__EXERCISE DATA__:
- - -
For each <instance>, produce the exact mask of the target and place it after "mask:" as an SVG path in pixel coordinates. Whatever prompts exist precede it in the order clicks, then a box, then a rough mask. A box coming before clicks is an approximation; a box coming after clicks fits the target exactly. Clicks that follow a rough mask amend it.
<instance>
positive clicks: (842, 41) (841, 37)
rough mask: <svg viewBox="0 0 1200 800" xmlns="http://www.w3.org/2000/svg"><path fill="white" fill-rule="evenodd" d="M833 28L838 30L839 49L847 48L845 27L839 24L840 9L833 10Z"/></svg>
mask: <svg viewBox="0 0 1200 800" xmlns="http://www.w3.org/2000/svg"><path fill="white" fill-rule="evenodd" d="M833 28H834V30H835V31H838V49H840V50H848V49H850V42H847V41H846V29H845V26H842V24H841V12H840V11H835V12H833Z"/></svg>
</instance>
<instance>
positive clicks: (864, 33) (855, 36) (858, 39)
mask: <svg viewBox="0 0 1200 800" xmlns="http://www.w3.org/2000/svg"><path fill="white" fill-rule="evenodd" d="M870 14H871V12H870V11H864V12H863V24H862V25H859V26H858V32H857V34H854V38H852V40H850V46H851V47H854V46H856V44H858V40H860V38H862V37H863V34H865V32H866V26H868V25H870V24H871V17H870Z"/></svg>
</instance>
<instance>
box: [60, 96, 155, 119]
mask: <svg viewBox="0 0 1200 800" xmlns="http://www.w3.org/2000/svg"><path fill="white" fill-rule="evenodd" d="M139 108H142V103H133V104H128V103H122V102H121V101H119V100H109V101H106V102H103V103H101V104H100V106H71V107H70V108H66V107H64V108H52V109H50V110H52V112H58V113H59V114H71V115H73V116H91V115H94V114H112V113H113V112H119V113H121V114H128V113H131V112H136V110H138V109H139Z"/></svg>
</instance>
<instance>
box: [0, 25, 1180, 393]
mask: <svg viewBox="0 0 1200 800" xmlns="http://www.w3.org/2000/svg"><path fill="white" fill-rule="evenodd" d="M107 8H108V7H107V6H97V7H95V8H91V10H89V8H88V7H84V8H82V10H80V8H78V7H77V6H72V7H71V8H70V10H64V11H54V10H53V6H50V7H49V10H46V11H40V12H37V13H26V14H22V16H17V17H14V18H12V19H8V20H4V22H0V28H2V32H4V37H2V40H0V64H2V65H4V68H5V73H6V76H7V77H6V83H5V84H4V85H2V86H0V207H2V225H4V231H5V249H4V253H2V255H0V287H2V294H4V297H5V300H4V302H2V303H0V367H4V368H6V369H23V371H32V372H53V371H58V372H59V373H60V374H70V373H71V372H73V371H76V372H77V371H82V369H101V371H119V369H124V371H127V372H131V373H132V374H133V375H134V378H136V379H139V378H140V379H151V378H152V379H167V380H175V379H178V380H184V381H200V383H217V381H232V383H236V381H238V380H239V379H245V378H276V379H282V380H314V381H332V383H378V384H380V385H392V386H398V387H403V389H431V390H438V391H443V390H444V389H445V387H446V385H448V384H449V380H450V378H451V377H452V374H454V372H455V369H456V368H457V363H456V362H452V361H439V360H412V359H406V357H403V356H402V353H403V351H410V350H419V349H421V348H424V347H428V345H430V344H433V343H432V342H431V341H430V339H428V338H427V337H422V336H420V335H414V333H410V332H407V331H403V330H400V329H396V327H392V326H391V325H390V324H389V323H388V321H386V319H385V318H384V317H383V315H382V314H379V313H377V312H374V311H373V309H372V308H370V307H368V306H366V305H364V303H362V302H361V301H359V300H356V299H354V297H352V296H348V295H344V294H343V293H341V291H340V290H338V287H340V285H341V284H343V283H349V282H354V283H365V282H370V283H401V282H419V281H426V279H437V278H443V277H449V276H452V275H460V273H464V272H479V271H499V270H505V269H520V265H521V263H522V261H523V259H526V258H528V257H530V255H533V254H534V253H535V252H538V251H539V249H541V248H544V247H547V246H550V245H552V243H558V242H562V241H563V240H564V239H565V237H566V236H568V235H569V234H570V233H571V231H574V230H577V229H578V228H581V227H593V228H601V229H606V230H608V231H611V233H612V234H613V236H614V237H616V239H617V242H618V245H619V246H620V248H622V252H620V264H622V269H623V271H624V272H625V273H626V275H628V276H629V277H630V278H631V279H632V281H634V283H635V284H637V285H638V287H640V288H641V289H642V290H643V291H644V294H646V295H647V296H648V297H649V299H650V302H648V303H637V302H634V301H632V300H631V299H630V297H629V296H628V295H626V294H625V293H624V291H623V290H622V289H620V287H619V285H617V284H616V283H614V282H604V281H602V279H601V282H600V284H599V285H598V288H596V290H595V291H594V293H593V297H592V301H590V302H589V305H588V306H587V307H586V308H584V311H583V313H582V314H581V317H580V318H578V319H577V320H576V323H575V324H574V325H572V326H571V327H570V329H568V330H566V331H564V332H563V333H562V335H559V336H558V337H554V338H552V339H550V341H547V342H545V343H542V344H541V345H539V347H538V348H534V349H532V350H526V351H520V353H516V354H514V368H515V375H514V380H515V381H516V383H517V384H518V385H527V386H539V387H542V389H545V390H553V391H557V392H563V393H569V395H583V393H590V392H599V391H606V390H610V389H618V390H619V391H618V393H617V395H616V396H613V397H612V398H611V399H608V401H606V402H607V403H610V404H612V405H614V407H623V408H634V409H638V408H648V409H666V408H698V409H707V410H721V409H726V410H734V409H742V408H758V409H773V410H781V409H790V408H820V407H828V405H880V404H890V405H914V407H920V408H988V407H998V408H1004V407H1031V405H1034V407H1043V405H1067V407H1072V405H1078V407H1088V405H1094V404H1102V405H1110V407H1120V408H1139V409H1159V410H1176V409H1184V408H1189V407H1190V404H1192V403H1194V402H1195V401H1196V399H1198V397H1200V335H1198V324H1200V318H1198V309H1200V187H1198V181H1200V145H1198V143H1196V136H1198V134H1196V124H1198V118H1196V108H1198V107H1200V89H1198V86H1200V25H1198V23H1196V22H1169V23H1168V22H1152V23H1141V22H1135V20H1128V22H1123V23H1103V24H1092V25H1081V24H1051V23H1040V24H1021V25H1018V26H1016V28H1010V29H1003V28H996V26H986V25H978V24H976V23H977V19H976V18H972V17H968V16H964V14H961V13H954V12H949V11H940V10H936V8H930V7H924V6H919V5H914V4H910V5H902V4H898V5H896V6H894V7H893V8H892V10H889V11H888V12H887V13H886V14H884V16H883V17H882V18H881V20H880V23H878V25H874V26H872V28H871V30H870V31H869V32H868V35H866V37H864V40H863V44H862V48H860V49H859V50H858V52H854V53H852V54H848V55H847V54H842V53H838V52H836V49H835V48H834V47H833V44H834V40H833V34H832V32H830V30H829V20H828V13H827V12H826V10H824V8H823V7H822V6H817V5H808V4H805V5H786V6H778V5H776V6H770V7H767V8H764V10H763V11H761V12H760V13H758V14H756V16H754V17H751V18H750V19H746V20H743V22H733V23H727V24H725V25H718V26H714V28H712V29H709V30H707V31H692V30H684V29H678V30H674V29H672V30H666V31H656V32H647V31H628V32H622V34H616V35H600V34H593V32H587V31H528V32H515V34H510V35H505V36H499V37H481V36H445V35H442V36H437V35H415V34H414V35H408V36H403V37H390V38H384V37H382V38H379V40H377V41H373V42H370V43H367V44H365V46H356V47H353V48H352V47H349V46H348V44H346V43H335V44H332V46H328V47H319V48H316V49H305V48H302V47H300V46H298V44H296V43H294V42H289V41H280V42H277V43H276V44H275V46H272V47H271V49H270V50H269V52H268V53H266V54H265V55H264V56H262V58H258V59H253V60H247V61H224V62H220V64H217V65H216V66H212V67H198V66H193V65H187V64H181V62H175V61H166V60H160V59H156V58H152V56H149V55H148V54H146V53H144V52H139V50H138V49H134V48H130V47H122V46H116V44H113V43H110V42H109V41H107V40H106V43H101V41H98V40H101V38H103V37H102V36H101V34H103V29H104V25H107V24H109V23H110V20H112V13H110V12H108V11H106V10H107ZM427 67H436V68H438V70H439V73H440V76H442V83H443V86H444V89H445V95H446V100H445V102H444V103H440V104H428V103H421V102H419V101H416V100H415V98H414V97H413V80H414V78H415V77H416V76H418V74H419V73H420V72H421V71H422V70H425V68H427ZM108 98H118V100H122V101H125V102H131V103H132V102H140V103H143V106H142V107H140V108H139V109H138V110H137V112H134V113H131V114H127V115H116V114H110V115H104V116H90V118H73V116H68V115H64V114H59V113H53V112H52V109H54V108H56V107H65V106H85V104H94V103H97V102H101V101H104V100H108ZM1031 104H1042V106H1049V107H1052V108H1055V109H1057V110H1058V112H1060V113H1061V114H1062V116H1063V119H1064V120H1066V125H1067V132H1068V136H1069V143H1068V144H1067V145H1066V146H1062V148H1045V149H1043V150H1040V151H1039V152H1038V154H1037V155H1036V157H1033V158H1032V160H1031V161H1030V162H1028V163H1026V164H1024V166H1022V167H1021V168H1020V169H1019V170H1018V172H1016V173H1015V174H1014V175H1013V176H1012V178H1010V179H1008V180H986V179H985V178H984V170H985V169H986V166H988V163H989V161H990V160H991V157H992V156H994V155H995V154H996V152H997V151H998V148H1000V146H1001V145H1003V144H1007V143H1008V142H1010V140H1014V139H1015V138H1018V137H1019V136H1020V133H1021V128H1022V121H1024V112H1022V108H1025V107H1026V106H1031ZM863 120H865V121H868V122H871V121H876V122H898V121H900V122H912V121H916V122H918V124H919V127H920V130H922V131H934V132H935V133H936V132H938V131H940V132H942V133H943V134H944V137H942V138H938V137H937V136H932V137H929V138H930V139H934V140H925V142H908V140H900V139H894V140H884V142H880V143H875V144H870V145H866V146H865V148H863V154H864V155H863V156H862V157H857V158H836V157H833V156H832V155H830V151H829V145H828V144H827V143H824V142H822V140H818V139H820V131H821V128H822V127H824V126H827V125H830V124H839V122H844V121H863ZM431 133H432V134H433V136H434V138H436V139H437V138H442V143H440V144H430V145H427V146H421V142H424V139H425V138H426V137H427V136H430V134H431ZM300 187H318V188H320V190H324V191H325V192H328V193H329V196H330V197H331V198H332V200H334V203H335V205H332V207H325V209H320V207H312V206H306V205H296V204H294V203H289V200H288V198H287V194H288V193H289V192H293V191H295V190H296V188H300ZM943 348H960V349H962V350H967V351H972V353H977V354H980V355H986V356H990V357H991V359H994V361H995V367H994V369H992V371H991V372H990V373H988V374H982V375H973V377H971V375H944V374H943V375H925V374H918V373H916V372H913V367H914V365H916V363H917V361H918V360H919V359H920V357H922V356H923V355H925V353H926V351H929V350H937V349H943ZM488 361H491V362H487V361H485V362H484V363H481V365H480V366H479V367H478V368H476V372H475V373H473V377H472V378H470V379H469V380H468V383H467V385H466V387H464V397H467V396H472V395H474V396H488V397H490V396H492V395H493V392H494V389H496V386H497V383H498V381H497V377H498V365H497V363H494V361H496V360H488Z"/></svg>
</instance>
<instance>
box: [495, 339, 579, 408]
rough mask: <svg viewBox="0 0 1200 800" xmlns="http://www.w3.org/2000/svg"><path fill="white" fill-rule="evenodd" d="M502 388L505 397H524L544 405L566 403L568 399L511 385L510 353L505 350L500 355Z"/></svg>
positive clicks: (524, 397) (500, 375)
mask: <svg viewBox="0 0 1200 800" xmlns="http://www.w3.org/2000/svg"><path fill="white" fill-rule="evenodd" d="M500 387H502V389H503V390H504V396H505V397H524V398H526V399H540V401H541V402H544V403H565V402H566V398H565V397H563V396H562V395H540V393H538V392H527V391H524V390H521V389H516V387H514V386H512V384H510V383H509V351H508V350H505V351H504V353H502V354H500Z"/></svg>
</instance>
- - -
__WHAT YOU NEED TO DO__:
Gather every line of the records that contains the string "positive", treating uppercase and lowercase letters as different.

__RESPONSE TO THE TASK__:
positive clicks: (842, 41) (841, 37)
positive clicks: (864, 33) (855, 36) (858, 39)
positive clicks: (524, 397) (500, 375)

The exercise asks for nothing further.